━━ EXTRACT
SEQanswers

Go Back   SEQanswers > Applications Forums > De novo discovery



Similar Threads
Thread Thread Starter Forum Replies Last Post
illumina/454 de novo hybrid cDNA assembly with newbler2.6 Seqasaurus Bioinformatics 2 01-23-2012 08:20 AM
PubMed: iAssembler: a package for de novo assembly of Roche-454/Sanger transcriptome Newsbot! Literature Watch 0 11-25-2011 06:10 AM
hybrid assembly Illumina/454 Robby Bioinformatics 1 09-01-2011 12:54 AM
De novo hybrid assembly of 454/illumina : CLC workbench Bardj Bioinformatics 1 11-21-2010 04:14 PM
Discussion about MIRA hybrid assembly of 454 reads with Illumina unpaired data edge De novo discovery 5 11-16-2009 01:17 AM

Reply
 
Thread Tools
Old 12-16-2011, 06:22 AM   #1
Godevil
Member
 
Location: Japan

Join Date: Feb 2011
Posts: 22
Default The best genome de novo assembly software using hybrid data (Illumina, 454 & Sanger)?

Hello everyone,

I want to start a discussion about what is the best software for de novo assembly using hybrid sequencing data (Sanger, illumina, 454, PacBio, et. al. )

It is well known that mixture insert length and read length will help assembly. With different sequencing platforms we can get different read length. However, few kinds of software support assembly using hybrid sequencing data.

I'm de novo assembling planarian genome. The genome is big (~1.9Gb) and includes lots of repetitive sequences (repetitiveness ~ 66%). So, it is one of the most difficulty genome to be de novo assembled.
━━━━
━━ DATA SUPPLIED
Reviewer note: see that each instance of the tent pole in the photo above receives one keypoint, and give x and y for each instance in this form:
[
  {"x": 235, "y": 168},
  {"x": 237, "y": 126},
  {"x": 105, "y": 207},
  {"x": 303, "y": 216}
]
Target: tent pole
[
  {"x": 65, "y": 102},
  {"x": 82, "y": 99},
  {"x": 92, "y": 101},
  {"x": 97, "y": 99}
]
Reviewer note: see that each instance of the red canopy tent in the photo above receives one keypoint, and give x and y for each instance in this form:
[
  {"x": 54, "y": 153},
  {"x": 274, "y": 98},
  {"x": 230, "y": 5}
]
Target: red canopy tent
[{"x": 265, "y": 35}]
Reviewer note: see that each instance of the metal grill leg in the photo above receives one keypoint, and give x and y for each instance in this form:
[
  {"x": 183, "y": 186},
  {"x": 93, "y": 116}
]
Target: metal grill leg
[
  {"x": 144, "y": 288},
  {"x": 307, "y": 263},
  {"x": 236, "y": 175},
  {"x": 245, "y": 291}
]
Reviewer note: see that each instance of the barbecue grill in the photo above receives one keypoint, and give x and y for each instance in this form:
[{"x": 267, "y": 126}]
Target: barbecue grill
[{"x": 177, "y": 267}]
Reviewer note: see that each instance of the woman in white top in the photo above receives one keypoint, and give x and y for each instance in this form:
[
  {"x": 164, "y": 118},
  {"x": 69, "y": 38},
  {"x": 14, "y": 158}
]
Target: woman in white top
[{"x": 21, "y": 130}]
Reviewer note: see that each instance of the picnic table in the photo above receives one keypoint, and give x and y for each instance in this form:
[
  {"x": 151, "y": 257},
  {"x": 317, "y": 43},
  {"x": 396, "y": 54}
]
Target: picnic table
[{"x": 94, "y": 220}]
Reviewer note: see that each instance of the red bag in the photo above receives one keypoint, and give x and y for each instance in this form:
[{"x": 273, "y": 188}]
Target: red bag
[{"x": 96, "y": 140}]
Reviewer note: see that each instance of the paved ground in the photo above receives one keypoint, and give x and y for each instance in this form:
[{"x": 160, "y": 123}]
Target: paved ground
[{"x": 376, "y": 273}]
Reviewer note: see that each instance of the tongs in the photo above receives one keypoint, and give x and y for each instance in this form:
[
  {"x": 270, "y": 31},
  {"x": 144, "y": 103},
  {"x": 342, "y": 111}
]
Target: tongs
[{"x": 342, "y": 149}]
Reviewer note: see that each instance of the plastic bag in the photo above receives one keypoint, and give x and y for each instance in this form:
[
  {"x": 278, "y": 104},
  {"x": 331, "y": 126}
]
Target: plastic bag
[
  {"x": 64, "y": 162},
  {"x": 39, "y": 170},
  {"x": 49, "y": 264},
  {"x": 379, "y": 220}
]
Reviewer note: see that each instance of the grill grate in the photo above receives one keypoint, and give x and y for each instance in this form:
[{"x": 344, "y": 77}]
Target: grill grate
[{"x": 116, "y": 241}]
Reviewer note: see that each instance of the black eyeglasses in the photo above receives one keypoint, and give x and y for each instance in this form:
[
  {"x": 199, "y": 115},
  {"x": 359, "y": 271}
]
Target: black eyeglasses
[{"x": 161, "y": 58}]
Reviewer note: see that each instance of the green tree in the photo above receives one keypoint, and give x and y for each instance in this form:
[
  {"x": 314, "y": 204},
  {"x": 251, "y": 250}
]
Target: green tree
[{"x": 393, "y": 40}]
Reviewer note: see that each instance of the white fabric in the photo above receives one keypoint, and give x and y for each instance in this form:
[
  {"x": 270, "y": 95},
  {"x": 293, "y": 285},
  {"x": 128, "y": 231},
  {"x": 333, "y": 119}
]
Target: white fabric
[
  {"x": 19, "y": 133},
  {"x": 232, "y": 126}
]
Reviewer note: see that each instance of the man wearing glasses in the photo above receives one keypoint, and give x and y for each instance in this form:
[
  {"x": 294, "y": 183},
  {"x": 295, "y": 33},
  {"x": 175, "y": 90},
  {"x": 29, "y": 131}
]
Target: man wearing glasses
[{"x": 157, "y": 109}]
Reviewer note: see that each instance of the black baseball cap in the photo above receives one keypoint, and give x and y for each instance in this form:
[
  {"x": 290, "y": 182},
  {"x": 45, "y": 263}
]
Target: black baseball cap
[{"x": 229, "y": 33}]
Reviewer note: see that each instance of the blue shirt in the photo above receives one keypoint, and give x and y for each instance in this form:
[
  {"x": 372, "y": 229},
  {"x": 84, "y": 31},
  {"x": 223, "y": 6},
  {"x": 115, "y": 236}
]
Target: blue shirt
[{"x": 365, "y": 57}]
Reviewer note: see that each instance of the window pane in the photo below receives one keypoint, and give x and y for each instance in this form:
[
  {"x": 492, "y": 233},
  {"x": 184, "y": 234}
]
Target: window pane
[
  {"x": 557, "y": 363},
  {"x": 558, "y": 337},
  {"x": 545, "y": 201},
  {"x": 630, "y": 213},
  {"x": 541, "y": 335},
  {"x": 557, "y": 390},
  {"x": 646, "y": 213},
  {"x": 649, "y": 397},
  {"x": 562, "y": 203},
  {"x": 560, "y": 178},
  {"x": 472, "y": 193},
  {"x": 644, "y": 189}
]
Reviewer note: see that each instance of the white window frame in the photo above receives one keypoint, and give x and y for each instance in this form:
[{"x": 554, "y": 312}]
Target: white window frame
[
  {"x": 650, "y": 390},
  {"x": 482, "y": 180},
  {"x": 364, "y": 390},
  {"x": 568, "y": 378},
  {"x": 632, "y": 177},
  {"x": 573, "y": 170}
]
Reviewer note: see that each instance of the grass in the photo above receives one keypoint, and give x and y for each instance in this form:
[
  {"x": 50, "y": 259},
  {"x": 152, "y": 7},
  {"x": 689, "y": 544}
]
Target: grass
━━━━
From the "Similar Threads" table on the forum page, list the user name of every thread starter.

#### TASK ANSWER:
Seqasaurus, Newsbot!, Robby, Bardj, edge